Every line that holds the word "roof" needs to be copied from the data below.

((

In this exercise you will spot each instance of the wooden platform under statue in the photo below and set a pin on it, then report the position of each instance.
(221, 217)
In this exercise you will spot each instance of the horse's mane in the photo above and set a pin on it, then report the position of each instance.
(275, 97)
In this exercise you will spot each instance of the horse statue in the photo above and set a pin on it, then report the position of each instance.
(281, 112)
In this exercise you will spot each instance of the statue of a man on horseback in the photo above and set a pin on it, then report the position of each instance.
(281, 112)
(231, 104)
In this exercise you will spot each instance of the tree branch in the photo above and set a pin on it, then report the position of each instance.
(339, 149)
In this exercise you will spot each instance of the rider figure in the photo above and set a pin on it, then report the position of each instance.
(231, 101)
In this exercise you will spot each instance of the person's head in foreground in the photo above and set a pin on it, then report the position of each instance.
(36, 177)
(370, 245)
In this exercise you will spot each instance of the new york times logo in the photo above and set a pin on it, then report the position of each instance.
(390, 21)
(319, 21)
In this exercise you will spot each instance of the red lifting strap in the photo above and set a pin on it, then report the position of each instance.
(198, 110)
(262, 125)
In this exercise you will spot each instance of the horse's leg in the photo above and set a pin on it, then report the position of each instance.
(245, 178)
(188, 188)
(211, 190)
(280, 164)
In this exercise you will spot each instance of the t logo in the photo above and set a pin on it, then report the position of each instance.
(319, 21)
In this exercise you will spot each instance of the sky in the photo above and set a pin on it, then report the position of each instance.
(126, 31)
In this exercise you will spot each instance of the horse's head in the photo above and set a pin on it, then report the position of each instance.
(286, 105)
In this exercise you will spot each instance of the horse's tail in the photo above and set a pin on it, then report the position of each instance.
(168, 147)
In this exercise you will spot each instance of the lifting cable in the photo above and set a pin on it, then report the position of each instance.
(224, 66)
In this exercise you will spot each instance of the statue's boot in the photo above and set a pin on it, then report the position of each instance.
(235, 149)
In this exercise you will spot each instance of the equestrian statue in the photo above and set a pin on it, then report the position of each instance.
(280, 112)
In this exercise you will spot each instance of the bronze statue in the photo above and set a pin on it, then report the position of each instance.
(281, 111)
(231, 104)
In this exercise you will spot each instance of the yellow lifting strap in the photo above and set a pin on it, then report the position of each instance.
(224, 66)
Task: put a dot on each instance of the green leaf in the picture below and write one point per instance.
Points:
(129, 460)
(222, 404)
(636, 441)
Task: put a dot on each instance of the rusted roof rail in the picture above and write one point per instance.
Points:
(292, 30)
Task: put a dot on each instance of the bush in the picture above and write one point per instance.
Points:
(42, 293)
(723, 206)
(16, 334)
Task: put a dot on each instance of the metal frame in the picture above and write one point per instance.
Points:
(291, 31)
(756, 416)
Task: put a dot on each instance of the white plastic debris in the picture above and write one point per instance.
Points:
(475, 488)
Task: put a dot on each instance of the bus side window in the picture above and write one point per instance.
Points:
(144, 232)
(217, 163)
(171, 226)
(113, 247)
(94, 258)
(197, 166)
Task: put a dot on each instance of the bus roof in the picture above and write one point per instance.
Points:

))

== Your response ==
Task: put a dot on each instance of the rusted roof rail in the picture above and write one point per instance.
Task: put a dot on each instance of the bus roof in the picture above and write one point per instance.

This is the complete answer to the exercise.